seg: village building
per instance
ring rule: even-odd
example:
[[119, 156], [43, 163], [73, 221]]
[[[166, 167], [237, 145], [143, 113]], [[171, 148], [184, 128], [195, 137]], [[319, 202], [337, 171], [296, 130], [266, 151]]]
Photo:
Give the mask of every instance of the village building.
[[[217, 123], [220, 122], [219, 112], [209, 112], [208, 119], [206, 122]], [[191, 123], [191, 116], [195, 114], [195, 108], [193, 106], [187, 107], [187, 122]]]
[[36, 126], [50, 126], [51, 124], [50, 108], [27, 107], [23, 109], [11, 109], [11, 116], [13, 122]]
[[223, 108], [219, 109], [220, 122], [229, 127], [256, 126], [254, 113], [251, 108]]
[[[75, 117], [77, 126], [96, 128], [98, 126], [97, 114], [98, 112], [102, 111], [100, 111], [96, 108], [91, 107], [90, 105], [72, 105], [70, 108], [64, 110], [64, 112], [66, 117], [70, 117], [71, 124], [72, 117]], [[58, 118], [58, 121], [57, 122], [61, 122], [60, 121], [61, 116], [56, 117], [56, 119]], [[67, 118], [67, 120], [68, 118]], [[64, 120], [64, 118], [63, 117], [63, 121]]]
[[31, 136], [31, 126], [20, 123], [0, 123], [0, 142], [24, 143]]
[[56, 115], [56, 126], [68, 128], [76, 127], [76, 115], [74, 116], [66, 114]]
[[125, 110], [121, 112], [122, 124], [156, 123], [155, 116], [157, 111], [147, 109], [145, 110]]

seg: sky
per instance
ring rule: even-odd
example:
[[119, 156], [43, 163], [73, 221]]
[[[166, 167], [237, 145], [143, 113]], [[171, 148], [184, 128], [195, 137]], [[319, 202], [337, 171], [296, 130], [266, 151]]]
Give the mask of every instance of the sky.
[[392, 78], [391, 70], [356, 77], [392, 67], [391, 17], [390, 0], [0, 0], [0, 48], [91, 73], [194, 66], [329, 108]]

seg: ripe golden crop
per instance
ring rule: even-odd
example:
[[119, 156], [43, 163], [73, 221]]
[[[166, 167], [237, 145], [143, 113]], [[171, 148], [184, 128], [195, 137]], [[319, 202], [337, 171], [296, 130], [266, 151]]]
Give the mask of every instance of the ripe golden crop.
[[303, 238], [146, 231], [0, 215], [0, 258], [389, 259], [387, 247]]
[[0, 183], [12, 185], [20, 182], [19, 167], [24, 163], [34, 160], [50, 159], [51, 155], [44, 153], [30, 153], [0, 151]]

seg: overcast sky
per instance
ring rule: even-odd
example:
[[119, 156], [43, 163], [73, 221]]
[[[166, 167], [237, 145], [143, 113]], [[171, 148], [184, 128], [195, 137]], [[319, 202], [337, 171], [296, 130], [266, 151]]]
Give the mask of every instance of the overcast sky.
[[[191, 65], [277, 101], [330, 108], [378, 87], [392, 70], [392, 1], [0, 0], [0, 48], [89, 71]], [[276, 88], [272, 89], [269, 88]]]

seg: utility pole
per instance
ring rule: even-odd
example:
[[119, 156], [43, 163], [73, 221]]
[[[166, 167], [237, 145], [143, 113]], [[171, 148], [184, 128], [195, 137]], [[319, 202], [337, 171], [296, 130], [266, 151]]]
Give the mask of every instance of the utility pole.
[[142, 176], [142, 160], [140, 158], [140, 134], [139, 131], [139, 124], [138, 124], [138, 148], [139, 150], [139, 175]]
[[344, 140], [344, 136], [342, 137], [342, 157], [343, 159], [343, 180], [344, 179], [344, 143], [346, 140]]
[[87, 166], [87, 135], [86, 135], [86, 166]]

■ ■ ■ ■ ■ ■ ■

WORK REQUIRED:
Return the material exactly as it stands.

OUTPUT BELOW:
seg: village building
per instance
ring rule: even-odd
example:
[[119, 156], [43, 163], [73, 221]]
[[[166, 167], [237, 145], [143, 113]], [[171, 148], [184, 128], [195, 137]], [[319, 202], [337, 171], [296, 130], [266, 151]]]
Photo:
Give the mask of every instance of the village building.
[[[217, 123], [220, 122], [219, 112], [209, 112], [208, 119], [206, 122]], [[191, 123], [191, 116], [195, 114], [195, 108], [193, 106], [187, 107], [187, 122]]]
[[36, 126], [50, 126], [51, 124], [50, 108], [27, 107], [23, 109], [11, 109], [11, 116], [13, 122]]
[[223, 108], [219, 109], [220, 122], [229, 127], [256, 126], [254, 113], [251, 108]]
[[[75, 117], [77, 126], [96, 128], [98, 126], [97, 114], [98, 112], [102, 111], [100, 111], [96, 108], [91, 107], [90, 105], [72, 105], [70, 108], [64, 110], [64, 112], [66, 117], [70, 117], [71, 124], [72, 117]], [[58, 118], [58, 121], [57, 122], [61, 122], [60, 121], [61, 116], [56, 117], [56, 119]], [[67, 118], [67, 120], [68, 118]], [[64, 120], [64, 118], [63, 117], [63, 121]]]
[[31, 136], [31, 126], [20, 123], [0, 123], [0, 142], [24, 143]]
[[56, 115], [56, 126], [68, 128], [76, 127], [76, 115], [74, 116], [66, 114]]
[[125, 110], [121, 112], [122, 124], [156, 123], [155, 116], [157, 111], [147, 109], [145, 110]]

seg: sky
per instance
ring rule: even-odd
example:
[[119, 156], [43, 163], [73, 221]]
[[[166, 167], [237, 145], [143, 113]], [[171, 148], [184, 128], [195, 137]], [[319, 202], [337, 171], [296, 130], [266, 151]]]
Give the mask of every instance of the sky.
[[392, 78], [391, 70], [356, 77], [392, 67], [391, 17], [390, 0], [0, 0], [0, 48], [91, 73], [194, 66], [329, 108]]

seg: ripe golden crop
per instance
ring rule: even-odd
example:
[[119, 156], [43, 163], [73, 221]]
[[[166, 167], [237, 145], [143, 113]], [[171, 148], [184, 128], [195, 137]], [[319, 202], [337, 171], [296, 130], [266, 151]]]
Give the mask of every instance of the ripe golden crop.
[[303, 238], [146, 231], [0, 215], [0, 258], [389, 259], [387, 247]]
[[0, 183], [12, 185], [20, 182], [19, 167], [24, 163], [34, 160], [50, 159], [51, 155], [44, 153], [30, 153], [0, 151]]

seg: overcast sky
per instance
ring rule: even-odd
example:
[[119, 156], [43, 163], [73, 221]]
[[[166, 167], [237, 145], [143, 113]], [[171, 148], [184, 128], [195, 137]], [[319, 202], [337, 171], [296, 130], [266, 151]]]
Give the mask of every instance of the overcast sky.
[[[191, 65], [277, 101], [330, 108], [378, 87], [392, 70], [392, 1], [0, 0], [0, 48], [89, 71]], [[276, 88], [272, 89], [269, 88]]]

seg: utility pole
per instance
ring rule: even-odd
example:
[[119, 156], [43, 163], [73, 221]]
[[[166, 167], [237, 145], [143, 113]], [[171, 148], [184, 128], [195, 137]], [[319, 202], [337, 171], [296, 130], [266, 151]]]
Give the mask of every instance of the utility pole.
[[142, 176], [142, 160], [140, 158], [140, 134], [139, 131], [139, 124], [138, 124], [138, 148], [139, 150], [139, 175]]
[[344, 140], [344, 136], [342, 137], [342, 157], [343, 159], [343, 180], [344, 179], [344, 143], [346, 140]]
[[87, 166], [87, 135], [86, 135], [86, 166]]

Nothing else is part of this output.